Problem>
Rewrite the mailing-list post starting with "Date: Sat May" and going on through "productivity is undermined.", substituting "efficiency" for every "productivity".

Text to read>
***

Re: [OPE] review of Dumenil & Levy's Capital Resurgent

From: michael perelman (michael@ecst.csuchico.edu)
Date: Sat May 31 2008 - 13:45:18 EDT


Also, monopolistic forces, such as intellectual property right, increase 
measured productivity.


Jurriaan Bendien wrote:
> That's a useful review. My own take on this which I aim to write up some 
> time is that Dumenil & Levy's empirical measurements of productivity, 
> based on a relationship between official data on inputs and outputs, can 
> be questioned conceptually. Once this is done, their notion of 
> productivity is undermined.
> 
> Among other things, Marxist and non-Marxist economists often assume that 
> data on net output (or, roughly, the sum of factor incomes) measure the 
> value of new products produced, whereas net output only intends to 
> measure the new gross value added by production.
> 
> It may be that if we deduct total intermediate consumption from total 
> gross output of production (the total turnover or total gross sales 
> revenue) defined in some suitable way, that we obtain an approximate 
> measure of the value of all the new products created together within an 
> accounting interval.
> 
> But, if let's say a factory produces a car which sells at the factory 
> gate for $20,000, that $20,000 unit price does not simply represent the 
> value added or the factor incomes generated by the factory - it also 
> includes intermediate operating costs in building it. When you buy the 
> car, in other words, you do not just pay for the wage costs and gross 
> pretax profit income of the manufacturer implied in building the car, 
> but also the intermediate operating costs, including for all the 
> componentry purchased to make the car. In Marxist phraseology, the unit 
> price of the car is not V+S, but C+V+S.
> 
> In the NIPAs, unlike UNSNA, intermediate consumption is not tabulated in 
> the derivation of gross output (as is the practice in UNSNA), but it is 
> shown in the input-output tables. Taking the (rounded) data for the year 
> 2004 as example,
> 
> Gross output = $21,346 billion
> less intermediate consumption (= $9,612 billion)
> equals net output (or GDP) = $11,734 billion
> 
> So in the NIPA's, total intermediate consumption (value of purchased 
> goods and services inputs used up in production) is about 45% of total 
> gross output (roughly, the total turnover). About half of total 
> intermediate consumption in the US consists of services. The largest 
> intermediate items by value are manufactured goods and 
> financial/business/professional services.
>  
> Why is all this significant? For a number of reasons, of which I will 
> mention a few obvious ones.
>  
> As said, the new value added by a sector does not equal to the sum of 
> unit prices of products actually sold by that sector; inputs and outputs 
> are valued at producer's prices.
>  
> Secondly, the magnitude of intermediate consumption can fluctuate 
> semi-independently from the magnitude of net output. This can be easily 
> verified in the NIPAs since the statisticians in fact calculate how much 
> total inputs it takes to produce one dollar of output by sector.

***

Information given>
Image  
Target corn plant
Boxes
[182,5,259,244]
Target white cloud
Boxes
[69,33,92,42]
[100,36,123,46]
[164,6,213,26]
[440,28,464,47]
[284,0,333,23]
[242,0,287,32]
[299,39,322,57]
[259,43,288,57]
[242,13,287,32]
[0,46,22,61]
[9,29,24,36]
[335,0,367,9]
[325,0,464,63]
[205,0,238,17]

***

Exercise result>
Date: Sat May 31 2008 - 13:45:18 EDT


Also, monopolistic forces, such as intellectual property right, increase 
measured efficiency.


Jurriaan Bendien wrote:
> That's a useful review. My own take on this which I aim to write up some 
> time is that Dumenil & Levy's empirical measurements of efficiency, 
> based on a relationship between official data on inputs and outputs, can 
> be questioned conceptually. Once this is done, their notion of 
> efficiency is undermined.